[Collection entries]
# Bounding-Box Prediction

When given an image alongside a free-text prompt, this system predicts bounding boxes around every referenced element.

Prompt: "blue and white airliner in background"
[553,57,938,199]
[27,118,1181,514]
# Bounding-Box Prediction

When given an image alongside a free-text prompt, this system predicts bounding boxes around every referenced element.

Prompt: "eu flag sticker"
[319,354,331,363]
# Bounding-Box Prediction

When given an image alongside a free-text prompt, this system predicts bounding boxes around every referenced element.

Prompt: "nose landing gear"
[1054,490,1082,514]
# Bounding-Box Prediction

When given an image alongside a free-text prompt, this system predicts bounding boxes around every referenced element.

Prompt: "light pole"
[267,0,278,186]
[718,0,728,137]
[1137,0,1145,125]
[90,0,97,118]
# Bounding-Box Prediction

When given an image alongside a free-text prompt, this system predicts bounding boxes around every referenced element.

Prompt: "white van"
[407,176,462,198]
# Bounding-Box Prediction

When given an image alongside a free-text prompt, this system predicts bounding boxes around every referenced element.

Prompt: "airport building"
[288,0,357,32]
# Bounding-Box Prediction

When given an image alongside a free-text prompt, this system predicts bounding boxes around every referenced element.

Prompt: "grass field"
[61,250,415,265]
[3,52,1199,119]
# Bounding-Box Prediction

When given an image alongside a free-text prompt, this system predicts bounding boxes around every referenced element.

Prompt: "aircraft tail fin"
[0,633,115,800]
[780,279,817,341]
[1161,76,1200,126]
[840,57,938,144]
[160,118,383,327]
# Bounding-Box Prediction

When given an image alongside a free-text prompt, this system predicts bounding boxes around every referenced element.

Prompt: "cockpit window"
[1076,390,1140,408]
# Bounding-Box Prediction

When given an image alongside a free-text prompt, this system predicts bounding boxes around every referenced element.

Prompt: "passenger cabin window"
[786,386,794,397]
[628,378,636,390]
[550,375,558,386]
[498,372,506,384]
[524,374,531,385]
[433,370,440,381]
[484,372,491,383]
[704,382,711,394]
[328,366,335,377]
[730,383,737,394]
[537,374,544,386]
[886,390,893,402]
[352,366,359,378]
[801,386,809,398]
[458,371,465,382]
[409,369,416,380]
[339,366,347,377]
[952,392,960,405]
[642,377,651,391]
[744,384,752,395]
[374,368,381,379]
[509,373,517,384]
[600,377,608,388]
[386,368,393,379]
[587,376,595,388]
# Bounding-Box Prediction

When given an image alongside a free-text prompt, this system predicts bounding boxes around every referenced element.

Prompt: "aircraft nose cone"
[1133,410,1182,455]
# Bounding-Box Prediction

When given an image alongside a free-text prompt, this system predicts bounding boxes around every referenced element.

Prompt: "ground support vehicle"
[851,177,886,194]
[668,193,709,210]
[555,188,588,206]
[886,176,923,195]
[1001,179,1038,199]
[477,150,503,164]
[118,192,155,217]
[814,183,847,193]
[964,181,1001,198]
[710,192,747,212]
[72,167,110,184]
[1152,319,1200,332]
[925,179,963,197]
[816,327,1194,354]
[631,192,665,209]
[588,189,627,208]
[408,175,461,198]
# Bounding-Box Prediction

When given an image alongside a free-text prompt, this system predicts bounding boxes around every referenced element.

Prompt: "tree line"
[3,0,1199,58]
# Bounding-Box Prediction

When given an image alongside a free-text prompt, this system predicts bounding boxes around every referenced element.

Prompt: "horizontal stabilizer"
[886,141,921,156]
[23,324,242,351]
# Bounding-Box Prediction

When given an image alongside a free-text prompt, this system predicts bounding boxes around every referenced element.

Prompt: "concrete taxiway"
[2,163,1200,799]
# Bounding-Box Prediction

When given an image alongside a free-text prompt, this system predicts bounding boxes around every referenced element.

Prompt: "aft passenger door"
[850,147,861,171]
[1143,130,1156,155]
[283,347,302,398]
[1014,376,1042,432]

> [Requirement]: Your reply should consist of all the records, set down exactly.

> [Your response]:
# Bounding-Box Prediction

When given an image alongside a free-text prompt, this system predicts bounding boxes around every referenced element.

Prompt: "blue and white airliner in background"
[553,57,938,199]
[27,118,1181,514]
# Bounding-Box Prediction

When given an image alongside a free-text prompt, this system predicts bounding boxes around every referenced element.

Prompt: "eu flag sticker"
[319,354,331,363]
# Bounding-Box Prediction

When given an image alongside a free-text prompt, this system predicts bounding boxes around every referenced element.

Prompt: "nose landing gear"
[1054,490,1082,514]
# Bounding-Box Prediction

When given an image alongside a free-text prompt, this system predicts bounding boxes around every referenced element.

Prompt: "light pole"
[267,0,278,186]
[718,0,728,137]
[1137,0,1145,125]
[90,0,97,118]
# Bounding-Box Prediction

When given an image alongside a free-text prompt, this system predicts bounding boxes around every referenced element.

Prompt: "white van"
[407,176,462,198]
# Bounding-Box Prediction

When given an image alongside a free-text prompt, this system predicts bounding boxes around every referenced element.

Prompt: "airport building"
[288,0,357,32]
# Bounding-Box Prediction

When given an image alongside a free-text prompt, this system predicts bounding boxes around every referenced element.

Prompt: "grass field"
[61,250,415,265]
[3,52,1199,119]
# Bounding-Box Prediction

When given an image alongside a free-text prompt, this system predicts bounding boxes around every referenced element.

Prompt: "aircraft tail fin"
[0,633,115,800]
[780,279,817,341]
[1161,76,1200,126]
[840,57,938,144]
[160,118,383,327]
# Bounding-Box Prediction

When given an image alongside a free-text prompt, this system predicts bounding boxes around every referenced element.

Prompt: "cockpit window"
[1076,390,1140,408]
# Bounding-Box Prediction

When given an image alongside a free-text prompt, this system predicts bounding boxes around every referenced element.

Prompt: "passenger cabin window"
[786,386,794,397]
[628,378,636,390]
[550,375,558,386]
[498,372,506,384]
[524,374,531,385]
[433,370,440,381]
[484,372,491,383]
[704,382,711,394]
[328,366,335,377]
[730,383,737,394]
[537,374,544,386]
[886,390,893,402]
[352,366,359,378]
[801,386,809,398]
[458,371,465,382]
[409,369,416,380]
[339,366,347,377]
[952,392,960,405]
[642,377,651,391]
[744,384,752,395]
[374,368,381,379]
[509,373,517,384]
[600,377,608,388]
[386,368,393,379]
[587,376,595,388]
# Bounding-Box Prediction

When given an image alongside a free-text prompt, this system predicts bounding boxes around every referenced element.

Prompt: "aircraft nose cone"
[1133,410,1182,455]
# Bounding-Box Prediction

When given an image alongside a free-text prompt, this system predicts bounding boxes around every referenced element.

Prompt: "ground support vehicle"
[851,177,886,194]
[668,193,709,210]
[555,188,588,206]
[886,176,923,195]
[1001,179,1038,199]
[477,150,503,164]
[118,192,155,217]
[814,183,847,193]
[964,181,1001,198]
[710,192,747,212]
[72,167,110,184]
[1152,319,1200,332]
[925,179,963,197]
[816,327,1194,354]
[631,192,665,209]
[588,189,627,208]
[408,175,461,198]
# Bounding-Box Prediction

When given an image alongside a free-text prompt, this system predicts bounding boxes around every referenced element.

Prompt: "tree line"
[3,0,1199,58]
# Bounding-Box Prediction

When given an image alongside a free-text prompt, this system predicts bounding boxes around every referenced element.

Prompt: "horizontal stabilizer"
[886,141,921,156]
[23,324,242,351]
# Bounding-Box Prediction

When given an image alongside a free-text prompt, this system predicts bounding boxes around every referenced element.

Prompt: "concrete taxiway"
[2,163,1200,799]
# Bounding-Box Prediction

When given an image alongside a free-text prompt, this system predicts bounding boxes around every referenced element.

Prompt: "aft passenger door"
[850,147,861,171]
[1143,130,1156,155]
[283,347,302,398]
[1014,376,1042,432]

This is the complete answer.